(SOURCE PASSAGE):
* * * * * * * * *
Impacts of increasing volume of digital forensic data: A survey and future research challenges

doi:10.1016/j.diin.2014.09.002

Digital Investigation

Volume 11, Issue 4, December 2014, Pages 273-294

https://doi.org/10.1016/j.diin.2014.09.002 Get rights and content

Abstract

A major challenge to digital forensic analysis is the ongoing growth in the volume of data seized and presented for analysis. This is a result of the continuing development of storage technology, including increased storage capacity in consumer devices and cloud storage services, and an increase in the number of devices seized per case. Consequently, this has led to increasing backlogs of evidence awaiting analysis, often many months to years, affecting even the largest digital forensic laboratories. Over the preceding years, there has been a variety of research undertaken in relation to the volume challenge. Solutions posed range from data mining, data reduction, increased processing power, distributed processing, artificial intelligence, and other innovative methods. This paper surveys the published research and the proposed solutions. It is concluded that there remains a need for further research with a focus on real world applicability of a method or methods to address the digital forensic data volume challenge.
* * * * * * * * *
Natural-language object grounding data
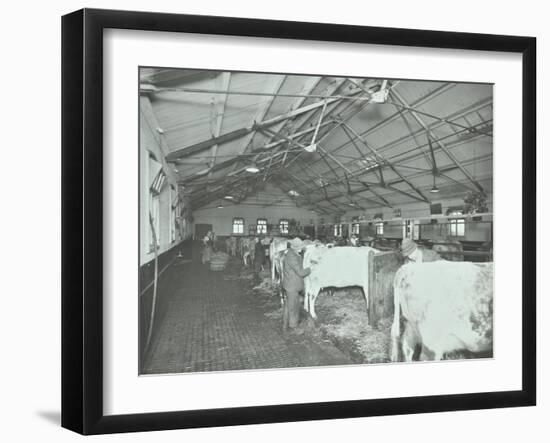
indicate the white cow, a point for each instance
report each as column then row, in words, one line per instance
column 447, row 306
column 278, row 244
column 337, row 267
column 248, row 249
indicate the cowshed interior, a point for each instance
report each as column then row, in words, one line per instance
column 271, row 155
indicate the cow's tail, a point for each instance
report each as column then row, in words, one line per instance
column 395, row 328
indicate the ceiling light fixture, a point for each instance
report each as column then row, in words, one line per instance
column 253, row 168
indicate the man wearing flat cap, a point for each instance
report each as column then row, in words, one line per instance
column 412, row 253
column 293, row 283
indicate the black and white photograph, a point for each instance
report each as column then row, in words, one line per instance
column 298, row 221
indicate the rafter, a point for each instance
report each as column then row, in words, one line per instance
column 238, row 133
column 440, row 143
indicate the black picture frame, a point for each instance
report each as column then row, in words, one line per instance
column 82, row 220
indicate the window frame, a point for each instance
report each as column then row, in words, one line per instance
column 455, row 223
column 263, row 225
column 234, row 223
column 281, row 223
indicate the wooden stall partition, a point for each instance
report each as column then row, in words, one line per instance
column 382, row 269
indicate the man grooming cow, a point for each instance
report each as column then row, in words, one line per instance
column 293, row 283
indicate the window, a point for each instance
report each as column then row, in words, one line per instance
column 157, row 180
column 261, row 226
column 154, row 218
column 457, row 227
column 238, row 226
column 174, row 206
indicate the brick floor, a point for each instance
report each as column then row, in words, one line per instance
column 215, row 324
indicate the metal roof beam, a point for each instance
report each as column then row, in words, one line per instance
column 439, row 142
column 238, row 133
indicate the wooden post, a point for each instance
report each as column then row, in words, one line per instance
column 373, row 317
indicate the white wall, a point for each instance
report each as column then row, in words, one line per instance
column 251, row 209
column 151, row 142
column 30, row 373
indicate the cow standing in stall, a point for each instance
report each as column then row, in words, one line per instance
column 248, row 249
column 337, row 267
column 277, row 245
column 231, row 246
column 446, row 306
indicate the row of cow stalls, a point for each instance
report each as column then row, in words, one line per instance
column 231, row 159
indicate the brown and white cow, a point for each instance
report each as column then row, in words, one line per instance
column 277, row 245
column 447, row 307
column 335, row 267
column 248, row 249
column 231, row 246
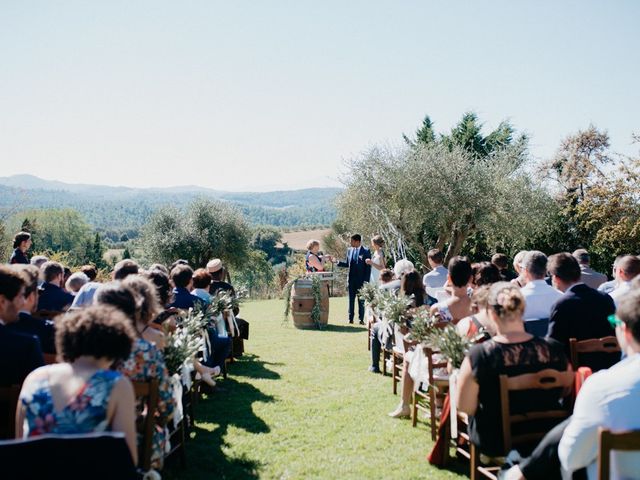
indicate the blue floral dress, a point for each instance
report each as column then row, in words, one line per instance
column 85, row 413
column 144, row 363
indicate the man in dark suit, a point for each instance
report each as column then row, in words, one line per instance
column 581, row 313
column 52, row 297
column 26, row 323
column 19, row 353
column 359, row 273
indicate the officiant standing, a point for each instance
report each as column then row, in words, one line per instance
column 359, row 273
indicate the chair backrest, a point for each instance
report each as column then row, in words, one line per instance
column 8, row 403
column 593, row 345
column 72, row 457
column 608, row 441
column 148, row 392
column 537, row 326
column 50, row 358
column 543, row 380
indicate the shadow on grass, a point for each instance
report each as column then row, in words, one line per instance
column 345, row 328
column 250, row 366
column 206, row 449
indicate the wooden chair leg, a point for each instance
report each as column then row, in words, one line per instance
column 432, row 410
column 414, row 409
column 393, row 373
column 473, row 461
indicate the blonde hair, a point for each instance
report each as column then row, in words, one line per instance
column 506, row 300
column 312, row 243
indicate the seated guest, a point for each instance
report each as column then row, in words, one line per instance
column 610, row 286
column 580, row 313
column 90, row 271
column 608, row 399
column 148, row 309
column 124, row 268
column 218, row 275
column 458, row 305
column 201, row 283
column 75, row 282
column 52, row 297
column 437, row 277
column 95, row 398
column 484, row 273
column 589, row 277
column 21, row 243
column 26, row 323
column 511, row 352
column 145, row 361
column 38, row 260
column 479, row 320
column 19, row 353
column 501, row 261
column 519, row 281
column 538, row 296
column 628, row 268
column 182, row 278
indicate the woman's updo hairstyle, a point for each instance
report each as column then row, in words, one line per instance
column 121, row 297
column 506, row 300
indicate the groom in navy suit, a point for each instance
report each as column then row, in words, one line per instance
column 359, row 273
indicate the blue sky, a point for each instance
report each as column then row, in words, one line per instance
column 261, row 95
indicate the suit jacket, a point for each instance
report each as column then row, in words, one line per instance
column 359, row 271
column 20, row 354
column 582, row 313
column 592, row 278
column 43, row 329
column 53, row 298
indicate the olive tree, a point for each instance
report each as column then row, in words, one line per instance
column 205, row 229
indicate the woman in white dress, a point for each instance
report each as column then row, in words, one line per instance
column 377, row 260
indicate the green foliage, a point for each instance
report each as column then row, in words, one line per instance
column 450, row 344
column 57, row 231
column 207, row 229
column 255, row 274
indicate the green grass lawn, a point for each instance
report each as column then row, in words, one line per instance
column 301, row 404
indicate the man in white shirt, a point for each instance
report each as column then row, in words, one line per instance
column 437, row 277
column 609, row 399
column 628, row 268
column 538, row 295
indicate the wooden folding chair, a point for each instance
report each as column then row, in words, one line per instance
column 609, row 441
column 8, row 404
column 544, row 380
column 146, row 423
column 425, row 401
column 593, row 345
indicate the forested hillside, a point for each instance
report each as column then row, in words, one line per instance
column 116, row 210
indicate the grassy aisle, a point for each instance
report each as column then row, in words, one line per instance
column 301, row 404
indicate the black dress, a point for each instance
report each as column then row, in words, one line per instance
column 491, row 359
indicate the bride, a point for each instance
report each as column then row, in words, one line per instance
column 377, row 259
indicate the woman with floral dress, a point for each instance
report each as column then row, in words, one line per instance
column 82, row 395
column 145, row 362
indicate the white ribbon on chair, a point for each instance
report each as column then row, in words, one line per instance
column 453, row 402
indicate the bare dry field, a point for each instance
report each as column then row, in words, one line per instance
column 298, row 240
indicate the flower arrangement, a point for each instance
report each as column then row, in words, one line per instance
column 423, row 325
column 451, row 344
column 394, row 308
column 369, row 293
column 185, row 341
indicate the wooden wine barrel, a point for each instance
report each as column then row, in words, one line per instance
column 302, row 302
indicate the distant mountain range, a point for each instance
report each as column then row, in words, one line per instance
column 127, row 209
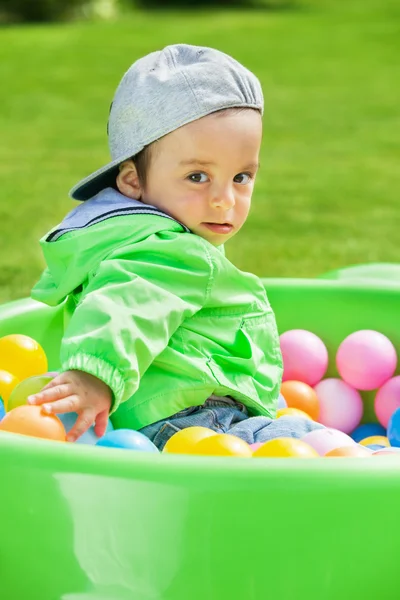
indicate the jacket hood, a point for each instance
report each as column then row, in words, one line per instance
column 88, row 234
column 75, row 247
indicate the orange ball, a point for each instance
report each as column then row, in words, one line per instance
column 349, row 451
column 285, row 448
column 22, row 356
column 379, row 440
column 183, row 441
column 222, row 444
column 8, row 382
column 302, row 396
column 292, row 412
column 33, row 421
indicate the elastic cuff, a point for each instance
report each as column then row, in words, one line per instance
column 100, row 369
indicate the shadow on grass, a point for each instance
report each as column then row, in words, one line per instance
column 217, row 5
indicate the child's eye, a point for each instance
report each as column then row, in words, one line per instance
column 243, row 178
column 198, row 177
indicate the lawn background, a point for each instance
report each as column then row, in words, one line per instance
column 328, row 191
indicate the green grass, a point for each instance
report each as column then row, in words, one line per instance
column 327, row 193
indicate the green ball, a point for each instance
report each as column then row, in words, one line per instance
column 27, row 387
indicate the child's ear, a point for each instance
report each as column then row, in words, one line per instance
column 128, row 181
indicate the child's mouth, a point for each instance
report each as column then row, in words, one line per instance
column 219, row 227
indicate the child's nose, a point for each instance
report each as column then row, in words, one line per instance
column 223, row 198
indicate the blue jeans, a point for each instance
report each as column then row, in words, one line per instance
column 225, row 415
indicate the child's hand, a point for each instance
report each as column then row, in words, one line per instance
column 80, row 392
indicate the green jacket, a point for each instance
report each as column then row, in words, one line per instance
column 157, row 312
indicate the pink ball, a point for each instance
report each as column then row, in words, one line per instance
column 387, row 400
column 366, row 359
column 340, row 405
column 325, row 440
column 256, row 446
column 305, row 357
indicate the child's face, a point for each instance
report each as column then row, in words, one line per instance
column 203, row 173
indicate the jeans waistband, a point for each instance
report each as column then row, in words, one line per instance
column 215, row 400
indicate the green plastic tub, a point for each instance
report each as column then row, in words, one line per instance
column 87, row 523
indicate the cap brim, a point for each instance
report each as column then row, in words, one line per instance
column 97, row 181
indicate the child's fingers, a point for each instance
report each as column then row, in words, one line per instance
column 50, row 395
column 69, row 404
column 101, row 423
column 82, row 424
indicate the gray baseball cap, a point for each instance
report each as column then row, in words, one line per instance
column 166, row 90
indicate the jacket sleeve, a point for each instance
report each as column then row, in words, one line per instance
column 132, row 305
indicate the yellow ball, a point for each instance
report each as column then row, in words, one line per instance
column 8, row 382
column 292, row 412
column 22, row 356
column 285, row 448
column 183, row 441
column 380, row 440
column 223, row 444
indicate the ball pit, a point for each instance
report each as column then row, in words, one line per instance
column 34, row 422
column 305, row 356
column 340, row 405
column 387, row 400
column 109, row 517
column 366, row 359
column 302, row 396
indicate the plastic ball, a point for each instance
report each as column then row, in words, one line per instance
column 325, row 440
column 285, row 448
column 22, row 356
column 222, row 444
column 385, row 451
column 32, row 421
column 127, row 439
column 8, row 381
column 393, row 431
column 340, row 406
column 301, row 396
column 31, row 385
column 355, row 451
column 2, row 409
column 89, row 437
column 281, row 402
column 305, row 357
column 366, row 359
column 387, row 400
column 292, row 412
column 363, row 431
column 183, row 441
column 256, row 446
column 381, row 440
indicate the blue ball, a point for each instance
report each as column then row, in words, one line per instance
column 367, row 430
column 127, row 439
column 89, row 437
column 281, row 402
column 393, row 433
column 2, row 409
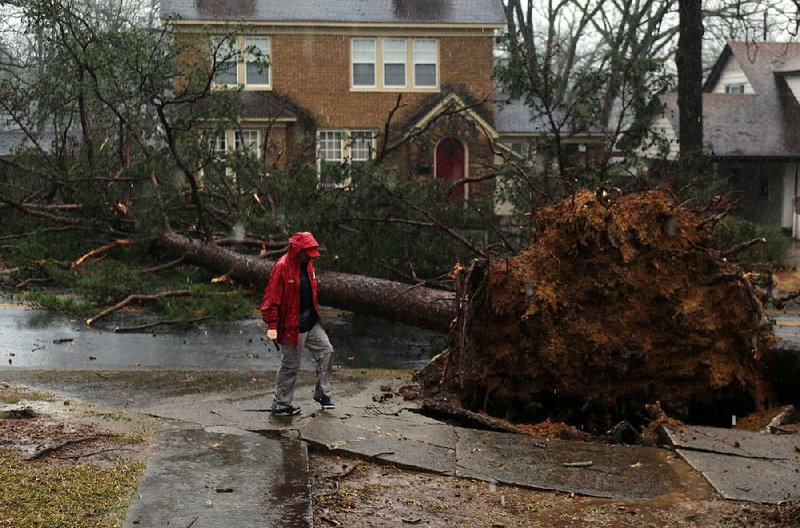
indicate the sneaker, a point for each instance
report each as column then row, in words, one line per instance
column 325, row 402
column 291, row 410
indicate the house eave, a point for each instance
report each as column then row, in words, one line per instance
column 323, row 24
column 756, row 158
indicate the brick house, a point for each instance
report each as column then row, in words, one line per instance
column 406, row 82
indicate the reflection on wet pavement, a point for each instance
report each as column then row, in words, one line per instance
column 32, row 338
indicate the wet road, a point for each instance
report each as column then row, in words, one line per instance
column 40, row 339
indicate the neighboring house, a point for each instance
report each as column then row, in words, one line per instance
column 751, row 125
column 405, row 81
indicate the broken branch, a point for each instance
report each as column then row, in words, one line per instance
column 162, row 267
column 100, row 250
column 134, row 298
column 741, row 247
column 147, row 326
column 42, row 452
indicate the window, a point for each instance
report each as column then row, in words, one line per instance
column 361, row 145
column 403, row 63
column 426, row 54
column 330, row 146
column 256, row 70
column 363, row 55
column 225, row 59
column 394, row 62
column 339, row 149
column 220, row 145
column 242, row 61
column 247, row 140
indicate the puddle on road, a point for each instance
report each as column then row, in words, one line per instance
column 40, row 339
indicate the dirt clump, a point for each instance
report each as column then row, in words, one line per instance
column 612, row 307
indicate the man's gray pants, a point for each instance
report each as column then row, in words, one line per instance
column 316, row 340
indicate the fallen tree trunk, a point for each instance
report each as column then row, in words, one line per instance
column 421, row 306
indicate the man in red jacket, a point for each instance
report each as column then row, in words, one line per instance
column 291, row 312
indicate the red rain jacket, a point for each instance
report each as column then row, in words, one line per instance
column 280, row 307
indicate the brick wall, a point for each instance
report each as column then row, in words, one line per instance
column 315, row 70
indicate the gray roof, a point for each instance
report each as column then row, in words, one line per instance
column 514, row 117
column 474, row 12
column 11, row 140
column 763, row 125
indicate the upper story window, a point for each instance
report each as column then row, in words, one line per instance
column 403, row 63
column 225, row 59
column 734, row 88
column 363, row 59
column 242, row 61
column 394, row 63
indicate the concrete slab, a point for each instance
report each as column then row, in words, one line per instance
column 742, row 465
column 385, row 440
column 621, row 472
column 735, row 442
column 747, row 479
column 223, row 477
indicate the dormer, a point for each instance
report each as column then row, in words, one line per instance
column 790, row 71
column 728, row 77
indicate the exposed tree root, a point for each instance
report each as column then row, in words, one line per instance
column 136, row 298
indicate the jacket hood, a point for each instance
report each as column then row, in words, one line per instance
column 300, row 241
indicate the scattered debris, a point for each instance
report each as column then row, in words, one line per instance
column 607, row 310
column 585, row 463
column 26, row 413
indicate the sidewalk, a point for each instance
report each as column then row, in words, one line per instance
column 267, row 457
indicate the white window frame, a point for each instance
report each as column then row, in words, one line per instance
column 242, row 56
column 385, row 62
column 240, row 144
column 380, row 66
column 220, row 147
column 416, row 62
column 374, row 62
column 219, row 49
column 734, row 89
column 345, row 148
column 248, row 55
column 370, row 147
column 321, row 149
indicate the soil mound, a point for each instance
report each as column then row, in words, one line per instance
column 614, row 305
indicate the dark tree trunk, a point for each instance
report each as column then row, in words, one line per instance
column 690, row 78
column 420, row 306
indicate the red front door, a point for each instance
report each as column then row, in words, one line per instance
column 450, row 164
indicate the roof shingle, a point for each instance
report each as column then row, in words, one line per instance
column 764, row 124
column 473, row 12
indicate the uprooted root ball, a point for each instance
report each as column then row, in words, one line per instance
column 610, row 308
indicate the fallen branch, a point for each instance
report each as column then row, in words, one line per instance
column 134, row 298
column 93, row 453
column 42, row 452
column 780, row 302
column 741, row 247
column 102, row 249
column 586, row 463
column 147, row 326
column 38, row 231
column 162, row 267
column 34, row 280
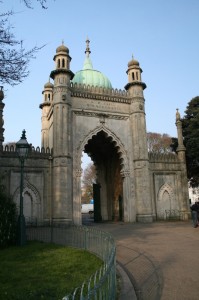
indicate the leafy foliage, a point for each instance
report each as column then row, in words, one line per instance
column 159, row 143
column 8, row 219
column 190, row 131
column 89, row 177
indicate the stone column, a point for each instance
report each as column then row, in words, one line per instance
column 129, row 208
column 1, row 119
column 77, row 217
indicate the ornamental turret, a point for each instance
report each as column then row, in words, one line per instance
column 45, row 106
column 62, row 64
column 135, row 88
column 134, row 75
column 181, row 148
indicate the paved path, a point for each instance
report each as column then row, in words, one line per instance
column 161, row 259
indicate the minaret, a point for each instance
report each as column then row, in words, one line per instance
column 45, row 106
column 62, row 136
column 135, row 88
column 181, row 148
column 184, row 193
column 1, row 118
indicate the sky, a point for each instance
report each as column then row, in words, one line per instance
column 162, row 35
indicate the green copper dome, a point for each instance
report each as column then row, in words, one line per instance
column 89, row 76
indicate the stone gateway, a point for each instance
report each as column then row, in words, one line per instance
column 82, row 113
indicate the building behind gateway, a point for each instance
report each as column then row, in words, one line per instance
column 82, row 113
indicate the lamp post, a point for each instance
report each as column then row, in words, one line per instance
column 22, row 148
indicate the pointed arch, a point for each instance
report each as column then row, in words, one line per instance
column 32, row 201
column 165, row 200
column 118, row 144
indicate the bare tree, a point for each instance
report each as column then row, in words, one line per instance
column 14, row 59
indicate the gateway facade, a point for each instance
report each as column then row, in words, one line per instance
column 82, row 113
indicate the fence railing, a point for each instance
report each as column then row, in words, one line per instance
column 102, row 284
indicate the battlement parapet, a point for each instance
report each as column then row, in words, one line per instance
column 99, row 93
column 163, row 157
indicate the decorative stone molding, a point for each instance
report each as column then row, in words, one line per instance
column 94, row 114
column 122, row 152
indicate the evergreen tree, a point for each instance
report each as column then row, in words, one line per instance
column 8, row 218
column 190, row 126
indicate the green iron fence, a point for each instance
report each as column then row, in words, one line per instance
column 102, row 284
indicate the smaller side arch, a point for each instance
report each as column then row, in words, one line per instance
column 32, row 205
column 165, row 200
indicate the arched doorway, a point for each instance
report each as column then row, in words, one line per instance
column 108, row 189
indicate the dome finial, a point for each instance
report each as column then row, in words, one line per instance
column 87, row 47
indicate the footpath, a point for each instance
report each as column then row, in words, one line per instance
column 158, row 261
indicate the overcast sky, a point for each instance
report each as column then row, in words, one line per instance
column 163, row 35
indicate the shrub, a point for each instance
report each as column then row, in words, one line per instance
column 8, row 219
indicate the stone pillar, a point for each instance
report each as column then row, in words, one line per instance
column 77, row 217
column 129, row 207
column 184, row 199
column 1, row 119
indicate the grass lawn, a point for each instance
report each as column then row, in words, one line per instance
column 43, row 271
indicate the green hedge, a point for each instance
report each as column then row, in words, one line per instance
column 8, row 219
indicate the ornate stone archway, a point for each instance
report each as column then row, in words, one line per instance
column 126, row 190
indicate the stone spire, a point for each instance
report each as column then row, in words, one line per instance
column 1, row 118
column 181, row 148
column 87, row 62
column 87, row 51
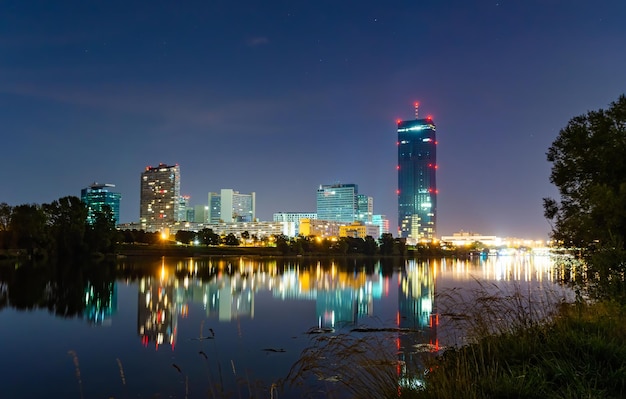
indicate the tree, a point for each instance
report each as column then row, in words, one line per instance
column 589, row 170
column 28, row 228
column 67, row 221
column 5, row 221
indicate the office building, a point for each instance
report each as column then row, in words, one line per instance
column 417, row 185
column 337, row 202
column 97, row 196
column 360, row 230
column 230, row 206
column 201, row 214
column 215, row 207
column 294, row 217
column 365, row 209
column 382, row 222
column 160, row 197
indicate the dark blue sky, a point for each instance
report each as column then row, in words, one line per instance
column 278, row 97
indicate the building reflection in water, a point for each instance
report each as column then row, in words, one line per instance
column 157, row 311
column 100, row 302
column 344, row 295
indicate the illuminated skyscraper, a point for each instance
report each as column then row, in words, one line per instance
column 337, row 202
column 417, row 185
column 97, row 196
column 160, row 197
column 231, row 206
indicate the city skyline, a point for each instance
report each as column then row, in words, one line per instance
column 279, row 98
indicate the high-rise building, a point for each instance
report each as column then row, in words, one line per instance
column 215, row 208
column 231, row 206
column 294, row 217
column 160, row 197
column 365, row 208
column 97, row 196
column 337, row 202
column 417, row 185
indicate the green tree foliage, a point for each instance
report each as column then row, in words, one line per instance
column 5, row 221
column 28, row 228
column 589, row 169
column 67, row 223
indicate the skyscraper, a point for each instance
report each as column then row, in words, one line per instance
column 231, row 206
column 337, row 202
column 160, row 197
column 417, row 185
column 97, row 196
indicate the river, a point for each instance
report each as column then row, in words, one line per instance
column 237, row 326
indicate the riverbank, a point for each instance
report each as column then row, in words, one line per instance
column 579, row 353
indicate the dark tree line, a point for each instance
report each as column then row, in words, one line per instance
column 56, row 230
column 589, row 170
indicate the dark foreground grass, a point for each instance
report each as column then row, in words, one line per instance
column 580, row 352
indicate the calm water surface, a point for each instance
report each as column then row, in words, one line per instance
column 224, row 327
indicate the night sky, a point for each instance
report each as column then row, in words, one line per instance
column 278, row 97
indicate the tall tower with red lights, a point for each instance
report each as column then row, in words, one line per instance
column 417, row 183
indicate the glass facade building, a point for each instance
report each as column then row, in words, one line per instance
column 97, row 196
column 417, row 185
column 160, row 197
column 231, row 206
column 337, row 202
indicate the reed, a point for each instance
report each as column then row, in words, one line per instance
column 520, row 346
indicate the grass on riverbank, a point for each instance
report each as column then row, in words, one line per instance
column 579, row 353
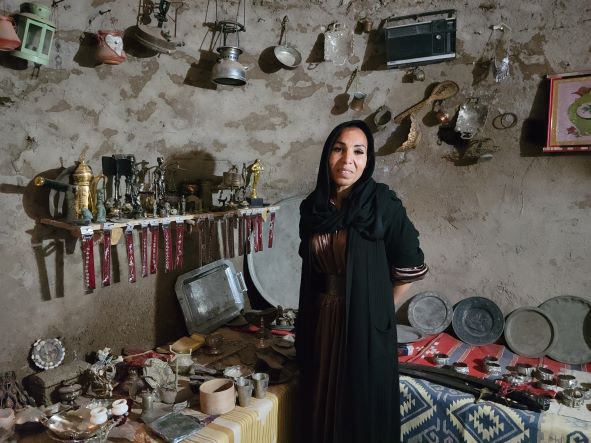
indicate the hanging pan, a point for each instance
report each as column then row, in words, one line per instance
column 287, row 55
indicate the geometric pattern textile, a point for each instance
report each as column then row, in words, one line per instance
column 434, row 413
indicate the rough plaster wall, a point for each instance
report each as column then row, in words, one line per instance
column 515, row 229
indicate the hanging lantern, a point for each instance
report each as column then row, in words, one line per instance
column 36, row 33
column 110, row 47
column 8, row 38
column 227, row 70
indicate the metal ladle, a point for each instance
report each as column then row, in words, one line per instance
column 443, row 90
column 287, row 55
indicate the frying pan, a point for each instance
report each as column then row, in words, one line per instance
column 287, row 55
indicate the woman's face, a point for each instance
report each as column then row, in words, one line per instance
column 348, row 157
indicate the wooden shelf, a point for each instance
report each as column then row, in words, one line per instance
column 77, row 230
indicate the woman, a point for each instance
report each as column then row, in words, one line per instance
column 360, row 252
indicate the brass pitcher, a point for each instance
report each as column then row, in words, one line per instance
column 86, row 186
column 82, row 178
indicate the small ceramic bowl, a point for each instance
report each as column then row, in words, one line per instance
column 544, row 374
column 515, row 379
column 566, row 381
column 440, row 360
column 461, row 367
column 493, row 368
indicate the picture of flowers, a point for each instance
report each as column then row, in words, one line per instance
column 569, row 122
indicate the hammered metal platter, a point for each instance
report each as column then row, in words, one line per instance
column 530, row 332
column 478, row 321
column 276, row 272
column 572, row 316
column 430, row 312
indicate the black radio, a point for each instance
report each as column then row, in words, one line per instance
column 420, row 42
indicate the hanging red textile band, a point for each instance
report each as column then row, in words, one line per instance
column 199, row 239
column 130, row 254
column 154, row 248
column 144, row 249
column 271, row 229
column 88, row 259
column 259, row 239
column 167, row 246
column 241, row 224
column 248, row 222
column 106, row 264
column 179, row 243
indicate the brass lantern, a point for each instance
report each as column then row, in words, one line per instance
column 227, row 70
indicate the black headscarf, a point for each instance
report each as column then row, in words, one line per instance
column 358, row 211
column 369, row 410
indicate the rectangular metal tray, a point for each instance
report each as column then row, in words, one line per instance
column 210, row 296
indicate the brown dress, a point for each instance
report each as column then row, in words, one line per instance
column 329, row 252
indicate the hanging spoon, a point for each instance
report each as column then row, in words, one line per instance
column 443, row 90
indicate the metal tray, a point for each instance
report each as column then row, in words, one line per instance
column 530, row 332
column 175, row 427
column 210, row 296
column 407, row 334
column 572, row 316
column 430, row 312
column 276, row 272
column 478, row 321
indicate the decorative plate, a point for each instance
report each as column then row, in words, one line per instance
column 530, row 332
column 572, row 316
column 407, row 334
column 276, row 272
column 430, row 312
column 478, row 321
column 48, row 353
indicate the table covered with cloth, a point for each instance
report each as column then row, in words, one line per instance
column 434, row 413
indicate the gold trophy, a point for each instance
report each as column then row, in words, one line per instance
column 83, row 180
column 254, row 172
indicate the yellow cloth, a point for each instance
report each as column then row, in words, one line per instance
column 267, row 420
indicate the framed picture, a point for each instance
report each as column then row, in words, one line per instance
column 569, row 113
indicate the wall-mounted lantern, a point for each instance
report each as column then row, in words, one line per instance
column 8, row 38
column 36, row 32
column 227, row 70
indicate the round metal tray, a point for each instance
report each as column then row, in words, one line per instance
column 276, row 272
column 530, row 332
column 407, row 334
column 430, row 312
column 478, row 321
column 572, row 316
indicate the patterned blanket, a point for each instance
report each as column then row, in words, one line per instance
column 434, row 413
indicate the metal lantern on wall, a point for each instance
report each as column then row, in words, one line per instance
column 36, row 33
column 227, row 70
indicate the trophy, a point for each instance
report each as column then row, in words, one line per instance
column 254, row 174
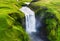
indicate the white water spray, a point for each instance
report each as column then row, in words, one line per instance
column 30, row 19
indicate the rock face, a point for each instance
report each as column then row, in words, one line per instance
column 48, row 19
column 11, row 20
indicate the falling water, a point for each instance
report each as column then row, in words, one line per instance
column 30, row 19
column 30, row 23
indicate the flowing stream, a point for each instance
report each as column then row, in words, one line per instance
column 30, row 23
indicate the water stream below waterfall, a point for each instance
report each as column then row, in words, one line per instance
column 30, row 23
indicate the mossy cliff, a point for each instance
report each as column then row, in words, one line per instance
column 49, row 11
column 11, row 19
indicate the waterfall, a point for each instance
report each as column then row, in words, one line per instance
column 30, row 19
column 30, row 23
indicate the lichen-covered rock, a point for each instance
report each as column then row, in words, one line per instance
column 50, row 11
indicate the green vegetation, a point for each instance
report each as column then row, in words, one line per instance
* * * * * * * * *
List each specific kind of solution that the abstract above says has been posed to the digital forensic data volume challenge.

(ANSWER):
Data mining
Data reduction
Increased processing power
Distributed processing
Artificial intelligence